Recursive generator for combinations of a multiset?

Oscar Benjamin oscar.j.benjamin at gmail.com
Wed Nov 27 17:50:04 EST 2013


On 27 November 2013 10:25, John O'Hagan <research at johnohagan.com> wrote:
> On Tue, 26 Nov 2013 10:33:06 +0000
> Oscar Benjamin <oscar.j.benjamin at gmail.com> wrote:
>
> I simplified it a bit more to this:
>
> def word_sequences(prepend, target, subwords):
>     """subwords is a list of lists of subwords grouped by length,
>         in order of length"""
>     for words in subwords:
>         for word in words:
>             recurse_target = subset_subtract(target, word)
>             if recurse_target:
>                 yield from word_sequences(prepend + ' ' + word,
>                         recurse_target, subwords[:len(recurse_target)])
>             elif recurse_target == '':
>                 yield prepend + ' ' + word
>
> with just one function to do the subset testing:
>
> def subset_subtract(target, word):
>     for i in word:
>         if i in target:
>             target = target.replace(i, '' ,1)

> _Data lines_
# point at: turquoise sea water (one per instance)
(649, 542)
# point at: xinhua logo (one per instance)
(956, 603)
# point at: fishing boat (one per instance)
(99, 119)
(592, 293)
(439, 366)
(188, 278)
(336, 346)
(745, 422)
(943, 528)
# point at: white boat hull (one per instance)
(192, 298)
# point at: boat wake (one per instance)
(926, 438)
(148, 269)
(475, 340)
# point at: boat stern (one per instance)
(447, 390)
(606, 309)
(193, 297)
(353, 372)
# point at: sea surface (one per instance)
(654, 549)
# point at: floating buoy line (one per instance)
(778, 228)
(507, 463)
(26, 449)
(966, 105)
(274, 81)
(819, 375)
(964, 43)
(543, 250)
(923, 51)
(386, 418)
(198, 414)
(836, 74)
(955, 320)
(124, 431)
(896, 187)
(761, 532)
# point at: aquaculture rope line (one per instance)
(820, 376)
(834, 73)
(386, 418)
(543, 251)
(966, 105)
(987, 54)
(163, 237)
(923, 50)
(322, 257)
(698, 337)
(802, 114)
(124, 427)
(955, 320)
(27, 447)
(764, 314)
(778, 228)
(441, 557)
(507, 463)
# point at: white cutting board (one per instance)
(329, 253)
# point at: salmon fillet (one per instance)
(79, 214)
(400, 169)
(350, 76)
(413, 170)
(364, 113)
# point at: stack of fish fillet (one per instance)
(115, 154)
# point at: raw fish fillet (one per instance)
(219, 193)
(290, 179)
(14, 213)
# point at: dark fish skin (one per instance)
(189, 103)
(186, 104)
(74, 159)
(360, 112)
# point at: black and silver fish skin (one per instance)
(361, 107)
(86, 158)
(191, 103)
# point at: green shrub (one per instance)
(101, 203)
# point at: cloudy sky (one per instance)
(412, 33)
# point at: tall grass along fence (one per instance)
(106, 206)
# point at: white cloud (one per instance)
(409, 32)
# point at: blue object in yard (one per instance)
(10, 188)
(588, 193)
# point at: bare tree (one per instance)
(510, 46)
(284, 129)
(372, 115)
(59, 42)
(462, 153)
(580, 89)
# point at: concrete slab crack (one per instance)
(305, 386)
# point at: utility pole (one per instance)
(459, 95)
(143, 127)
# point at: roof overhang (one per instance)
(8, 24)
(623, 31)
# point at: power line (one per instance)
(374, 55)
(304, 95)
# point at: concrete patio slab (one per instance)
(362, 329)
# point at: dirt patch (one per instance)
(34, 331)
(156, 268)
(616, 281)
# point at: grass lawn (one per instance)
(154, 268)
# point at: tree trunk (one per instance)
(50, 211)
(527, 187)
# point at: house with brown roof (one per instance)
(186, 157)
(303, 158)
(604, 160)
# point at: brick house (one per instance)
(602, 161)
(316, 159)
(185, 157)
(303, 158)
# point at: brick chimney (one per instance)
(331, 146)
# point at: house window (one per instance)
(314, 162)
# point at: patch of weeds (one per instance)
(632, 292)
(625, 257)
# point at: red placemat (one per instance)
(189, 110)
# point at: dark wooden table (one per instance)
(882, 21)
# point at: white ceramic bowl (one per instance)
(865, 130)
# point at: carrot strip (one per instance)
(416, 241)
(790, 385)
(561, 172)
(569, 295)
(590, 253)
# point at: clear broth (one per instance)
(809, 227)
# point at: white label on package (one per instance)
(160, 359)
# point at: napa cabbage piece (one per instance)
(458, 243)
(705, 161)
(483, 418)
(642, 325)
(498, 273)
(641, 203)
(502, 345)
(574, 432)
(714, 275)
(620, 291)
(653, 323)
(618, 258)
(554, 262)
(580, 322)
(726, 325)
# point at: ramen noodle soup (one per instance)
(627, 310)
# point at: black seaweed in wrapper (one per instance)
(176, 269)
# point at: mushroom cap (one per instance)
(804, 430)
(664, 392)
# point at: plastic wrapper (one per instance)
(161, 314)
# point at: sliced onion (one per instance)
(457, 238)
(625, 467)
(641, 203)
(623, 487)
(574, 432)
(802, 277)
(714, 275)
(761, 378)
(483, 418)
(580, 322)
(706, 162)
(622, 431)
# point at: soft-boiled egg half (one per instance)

> _What to do_
Translate this sentence from the forum post into French: "I simplified it a bit more to this:" The rows are separate material, unconnected to the forum post.

> _Finished exercise_
Je l'ai encore un peu simplifié, comme ceci :